» TEXTE DE LA PAGE

******************************

Pour des têtes éveillés dans les écoles valaisannes

La récolte de signatures pour l’initiative cantonale « pour des élèves têtes nues dans les écoles valaisannes » a officiellement commencé. L’intitulé est sobre, mais la volonté et les objectifs des ini-tiant·e·s sont clairs : l’UDC-VS ne veut pas de filles voilées dans les écoles publiques. 

Jean-Luc Addor, député UDC, membre du Mouvement suisse contre l’islamisation et coprésident du comité d’initiative ne s’en cache pas : «Il faut être très clair. Même si formellement, nous avons été obligés d’adopter cette formulation pour éviter tout risque de discrimination, nous visons les musulmans.» (« L’UDC valaisanne veut interdire le voile à l’école », Interview de Jean-Luc Addor, 24  heures, 24.04.2015).

Le combat contre l’islam, prétendument incompatible avec la société Suisse, se mène maintenant sur le terrain de l’école obligatoire. On se sentirait presque résigné face à la répétition du scénario, d’autant plus que cela semble être un « faux » problème, le nombre d’écolières voilées étant infime. Il ne faut pourtant pas négliger l’impact réel de cette initiative.

Le projet fait immanquablement penser à la loi française de 2004, interdisant les signes religieux ostentatoires à l’école. Si cette dernière se base sur une conception réductrice de la laïcité, le discours de l’UDC valaisan, lui, s’articule explicitement sur une argumentation islamophobe. En imposant des règles spécifiques aux jeunes musulmanes sous peine d’exclusion, le parti entend défendre les « valeurs chrétiennes » propres au Valais, face à «une religion politique qui veut remplacer nos lois par la charia» (24 heures, 24.04.2015). Il n’est jamais question de laïcité.

L’UDC-VS entend au contraire défendre la présence de l’Eglise dans les écoles, ce qu’il rappelle dans sa campagne actuelle contre une autre initiative cantonale, « pour un Etat laïc ». Le parti défend donc clairement une inégalité religieuse au sein des institutions scolaires, où ce qui est permis aux en­seignant·e·s serait interdit à une partie des élèves musulmanes.

 

 

Pour « la dignité de la femme », vraiment ?!

 

Le parti agrarien développe une autre ligne d’argumentation, fondée sur ce qu’il appelle «la dignité de la femme» (24 heures, 24.04.2015). Le voile est ainsi considéré comme un instrument de domination masculine. A travers cet argument, l’UDC-VS cherche à faire oublier le caractère islamophobe de l’initiative, en s’adressant à «une partie de la gauche où le voile choque les féministes» (24 heures, 24.04.2015). Mais en fait, il se contente d’essentialiser les mu­sul­man·e·s : les hommes sont sexistes, les femmes soumises. Cette stratégie a tout de même déjà fait ses preuves lors de la votation contre les minarets. Au-delà du fait que l’UDC n’a aucune crédibilité dans la question de l’égalité hommes-femmes, vu son opposition systématique aux mesures garantissant une égalité de fait, l’idée selon laquelle son initiative constitue une mesure pour les droits et les libertés des femmes est mensongère. Chercher à faire disparaître le voile de l’école n’apporterait aucune solution viable aux comportements discriminatoires ou violents à l’égard des femmes, pouvant survenir hors ou dans le milieu scolaire.

******************************

» DONNÉES AFFICHÉES
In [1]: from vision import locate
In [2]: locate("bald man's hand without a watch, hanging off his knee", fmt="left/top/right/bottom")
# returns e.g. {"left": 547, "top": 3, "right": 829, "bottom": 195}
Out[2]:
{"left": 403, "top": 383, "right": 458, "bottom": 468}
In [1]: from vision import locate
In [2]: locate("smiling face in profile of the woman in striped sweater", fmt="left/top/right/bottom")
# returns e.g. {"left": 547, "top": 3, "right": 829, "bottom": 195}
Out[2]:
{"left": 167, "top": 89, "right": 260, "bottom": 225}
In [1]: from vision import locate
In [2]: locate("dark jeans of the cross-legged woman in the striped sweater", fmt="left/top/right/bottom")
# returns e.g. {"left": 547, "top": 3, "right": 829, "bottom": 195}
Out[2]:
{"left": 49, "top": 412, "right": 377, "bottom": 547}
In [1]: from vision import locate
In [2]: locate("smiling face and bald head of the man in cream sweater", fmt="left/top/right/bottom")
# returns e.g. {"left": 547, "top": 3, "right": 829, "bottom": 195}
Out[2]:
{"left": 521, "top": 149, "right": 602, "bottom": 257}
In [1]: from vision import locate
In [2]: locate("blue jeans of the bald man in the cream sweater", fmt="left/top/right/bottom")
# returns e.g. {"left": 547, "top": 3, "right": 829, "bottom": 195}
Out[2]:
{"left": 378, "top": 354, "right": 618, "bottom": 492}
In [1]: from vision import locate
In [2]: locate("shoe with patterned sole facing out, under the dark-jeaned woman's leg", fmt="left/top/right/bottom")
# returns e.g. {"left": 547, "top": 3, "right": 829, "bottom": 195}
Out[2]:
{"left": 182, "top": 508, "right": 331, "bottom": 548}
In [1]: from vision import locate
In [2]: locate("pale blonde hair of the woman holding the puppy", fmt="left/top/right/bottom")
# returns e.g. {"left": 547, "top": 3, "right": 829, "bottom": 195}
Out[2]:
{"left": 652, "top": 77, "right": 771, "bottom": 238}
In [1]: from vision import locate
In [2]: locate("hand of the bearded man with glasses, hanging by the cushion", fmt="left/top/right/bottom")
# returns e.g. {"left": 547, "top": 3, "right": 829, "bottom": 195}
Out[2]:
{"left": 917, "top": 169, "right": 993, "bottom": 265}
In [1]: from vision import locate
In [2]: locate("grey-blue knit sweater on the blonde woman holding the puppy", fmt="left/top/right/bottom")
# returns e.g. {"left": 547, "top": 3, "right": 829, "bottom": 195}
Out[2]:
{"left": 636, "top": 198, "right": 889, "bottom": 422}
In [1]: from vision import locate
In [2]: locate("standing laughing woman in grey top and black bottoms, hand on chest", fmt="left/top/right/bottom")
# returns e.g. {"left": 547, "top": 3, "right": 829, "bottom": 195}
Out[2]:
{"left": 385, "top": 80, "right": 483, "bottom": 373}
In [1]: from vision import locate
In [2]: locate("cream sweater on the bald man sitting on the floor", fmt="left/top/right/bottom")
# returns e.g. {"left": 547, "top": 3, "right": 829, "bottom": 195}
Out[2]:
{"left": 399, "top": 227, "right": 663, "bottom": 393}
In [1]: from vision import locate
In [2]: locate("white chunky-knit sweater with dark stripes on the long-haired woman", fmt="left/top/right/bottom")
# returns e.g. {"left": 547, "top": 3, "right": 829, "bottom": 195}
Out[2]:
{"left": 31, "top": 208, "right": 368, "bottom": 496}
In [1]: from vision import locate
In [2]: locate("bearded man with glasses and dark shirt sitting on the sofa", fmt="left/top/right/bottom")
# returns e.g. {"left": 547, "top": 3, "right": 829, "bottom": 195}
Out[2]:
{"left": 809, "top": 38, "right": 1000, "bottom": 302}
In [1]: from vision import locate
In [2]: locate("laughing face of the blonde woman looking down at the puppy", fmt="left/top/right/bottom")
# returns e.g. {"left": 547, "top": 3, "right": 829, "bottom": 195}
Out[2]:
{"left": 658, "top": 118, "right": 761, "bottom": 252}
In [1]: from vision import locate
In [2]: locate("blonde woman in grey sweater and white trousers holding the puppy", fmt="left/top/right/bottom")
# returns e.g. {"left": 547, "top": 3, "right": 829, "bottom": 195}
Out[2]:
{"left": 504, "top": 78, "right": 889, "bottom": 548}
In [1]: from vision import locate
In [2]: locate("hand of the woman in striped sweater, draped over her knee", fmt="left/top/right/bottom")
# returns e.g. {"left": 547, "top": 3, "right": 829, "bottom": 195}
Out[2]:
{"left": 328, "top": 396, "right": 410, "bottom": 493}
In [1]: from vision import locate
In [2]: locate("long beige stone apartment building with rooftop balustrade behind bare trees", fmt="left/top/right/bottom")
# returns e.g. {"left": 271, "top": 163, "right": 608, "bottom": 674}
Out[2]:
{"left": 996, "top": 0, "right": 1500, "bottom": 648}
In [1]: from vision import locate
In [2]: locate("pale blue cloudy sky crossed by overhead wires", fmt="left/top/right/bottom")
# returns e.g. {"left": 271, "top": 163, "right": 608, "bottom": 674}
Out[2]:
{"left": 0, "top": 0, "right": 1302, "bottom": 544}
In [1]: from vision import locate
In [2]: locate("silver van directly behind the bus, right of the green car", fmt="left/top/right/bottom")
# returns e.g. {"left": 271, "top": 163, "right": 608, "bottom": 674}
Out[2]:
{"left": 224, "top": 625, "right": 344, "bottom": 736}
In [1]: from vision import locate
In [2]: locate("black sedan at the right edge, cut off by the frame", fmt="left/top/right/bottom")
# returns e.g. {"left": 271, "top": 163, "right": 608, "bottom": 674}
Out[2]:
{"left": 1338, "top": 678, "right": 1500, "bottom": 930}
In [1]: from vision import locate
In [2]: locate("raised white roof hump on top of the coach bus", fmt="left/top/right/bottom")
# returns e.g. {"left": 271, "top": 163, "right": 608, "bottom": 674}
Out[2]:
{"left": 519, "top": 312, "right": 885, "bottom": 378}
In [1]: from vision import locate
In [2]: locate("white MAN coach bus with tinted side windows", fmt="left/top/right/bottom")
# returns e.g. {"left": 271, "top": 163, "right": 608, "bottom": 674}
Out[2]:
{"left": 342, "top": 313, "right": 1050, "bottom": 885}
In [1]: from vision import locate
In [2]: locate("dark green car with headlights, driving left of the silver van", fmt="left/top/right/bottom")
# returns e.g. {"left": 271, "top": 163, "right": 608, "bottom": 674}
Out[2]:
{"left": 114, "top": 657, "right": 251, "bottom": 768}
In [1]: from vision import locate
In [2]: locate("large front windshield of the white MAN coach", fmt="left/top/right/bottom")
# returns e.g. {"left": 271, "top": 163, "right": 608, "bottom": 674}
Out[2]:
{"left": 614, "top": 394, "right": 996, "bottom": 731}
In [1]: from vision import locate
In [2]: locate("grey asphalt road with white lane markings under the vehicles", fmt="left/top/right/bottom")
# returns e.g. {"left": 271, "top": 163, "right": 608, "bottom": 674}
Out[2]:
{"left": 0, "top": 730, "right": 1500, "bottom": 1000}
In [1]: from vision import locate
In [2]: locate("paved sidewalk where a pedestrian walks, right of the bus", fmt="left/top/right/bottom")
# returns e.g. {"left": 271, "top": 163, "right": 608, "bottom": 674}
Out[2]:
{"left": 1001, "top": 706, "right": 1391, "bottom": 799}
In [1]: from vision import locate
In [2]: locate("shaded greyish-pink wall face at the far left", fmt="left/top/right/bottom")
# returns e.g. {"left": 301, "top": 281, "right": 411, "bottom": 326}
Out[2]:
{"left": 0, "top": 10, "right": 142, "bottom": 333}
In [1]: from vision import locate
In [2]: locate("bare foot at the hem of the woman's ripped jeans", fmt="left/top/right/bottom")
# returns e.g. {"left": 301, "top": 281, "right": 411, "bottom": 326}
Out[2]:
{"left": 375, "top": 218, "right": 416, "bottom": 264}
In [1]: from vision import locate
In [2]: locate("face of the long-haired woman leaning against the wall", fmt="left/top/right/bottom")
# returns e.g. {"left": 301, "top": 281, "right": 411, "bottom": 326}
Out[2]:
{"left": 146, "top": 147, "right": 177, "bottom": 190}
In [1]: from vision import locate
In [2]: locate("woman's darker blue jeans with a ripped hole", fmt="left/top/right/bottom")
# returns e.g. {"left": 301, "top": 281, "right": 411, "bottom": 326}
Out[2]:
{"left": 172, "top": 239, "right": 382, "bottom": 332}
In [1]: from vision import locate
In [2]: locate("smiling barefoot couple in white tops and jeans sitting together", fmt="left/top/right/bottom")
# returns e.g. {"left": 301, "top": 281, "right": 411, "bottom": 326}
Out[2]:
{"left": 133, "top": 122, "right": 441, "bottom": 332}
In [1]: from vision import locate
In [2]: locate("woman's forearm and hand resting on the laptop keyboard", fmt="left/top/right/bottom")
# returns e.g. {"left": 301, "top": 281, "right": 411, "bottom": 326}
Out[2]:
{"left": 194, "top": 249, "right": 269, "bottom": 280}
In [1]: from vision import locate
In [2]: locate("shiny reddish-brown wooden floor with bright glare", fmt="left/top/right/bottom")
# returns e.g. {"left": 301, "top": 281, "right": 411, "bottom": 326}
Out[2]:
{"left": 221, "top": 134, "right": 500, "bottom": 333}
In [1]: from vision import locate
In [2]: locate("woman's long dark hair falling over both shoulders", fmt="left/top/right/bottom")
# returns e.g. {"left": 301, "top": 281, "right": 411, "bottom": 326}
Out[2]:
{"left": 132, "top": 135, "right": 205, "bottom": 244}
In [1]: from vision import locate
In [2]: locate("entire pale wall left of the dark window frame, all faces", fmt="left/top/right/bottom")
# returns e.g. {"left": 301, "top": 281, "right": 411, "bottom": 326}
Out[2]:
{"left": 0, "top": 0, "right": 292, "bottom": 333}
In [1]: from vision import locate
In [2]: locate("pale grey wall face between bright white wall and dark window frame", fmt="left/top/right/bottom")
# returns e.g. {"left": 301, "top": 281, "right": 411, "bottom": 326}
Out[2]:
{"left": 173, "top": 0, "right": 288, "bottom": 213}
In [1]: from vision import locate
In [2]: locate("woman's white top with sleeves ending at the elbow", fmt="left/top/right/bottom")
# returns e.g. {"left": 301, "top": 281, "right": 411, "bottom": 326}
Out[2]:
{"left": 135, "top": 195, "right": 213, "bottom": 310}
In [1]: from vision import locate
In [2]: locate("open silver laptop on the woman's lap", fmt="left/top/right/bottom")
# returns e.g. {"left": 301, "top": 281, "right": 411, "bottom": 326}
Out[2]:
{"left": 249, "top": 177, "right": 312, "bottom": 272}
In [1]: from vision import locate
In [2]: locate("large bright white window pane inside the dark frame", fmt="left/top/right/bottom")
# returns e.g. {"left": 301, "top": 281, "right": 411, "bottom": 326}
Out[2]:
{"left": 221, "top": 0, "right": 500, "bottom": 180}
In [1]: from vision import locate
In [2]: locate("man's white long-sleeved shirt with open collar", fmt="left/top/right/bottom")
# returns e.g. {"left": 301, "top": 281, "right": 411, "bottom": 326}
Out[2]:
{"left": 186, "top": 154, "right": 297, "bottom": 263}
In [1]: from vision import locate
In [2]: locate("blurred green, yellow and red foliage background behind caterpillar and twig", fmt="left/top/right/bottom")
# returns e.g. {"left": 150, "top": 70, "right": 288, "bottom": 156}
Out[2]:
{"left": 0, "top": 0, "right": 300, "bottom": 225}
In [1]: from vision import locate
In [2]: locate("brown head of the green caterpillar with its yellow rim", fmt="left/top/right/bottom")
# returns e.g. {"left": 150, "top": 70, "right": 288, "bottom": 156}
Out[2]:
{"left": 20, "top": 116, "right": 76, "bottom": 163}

******************************

» DESCRIPTION DE LA TÂCHE
D'après le texte sur l'initiative valaisanne, quelle fonction Jean-Luc Addor occupe-t-il au sein du comité d'initiative ?

» ESPACE DE RÉPONSE
Il en est le coprésident.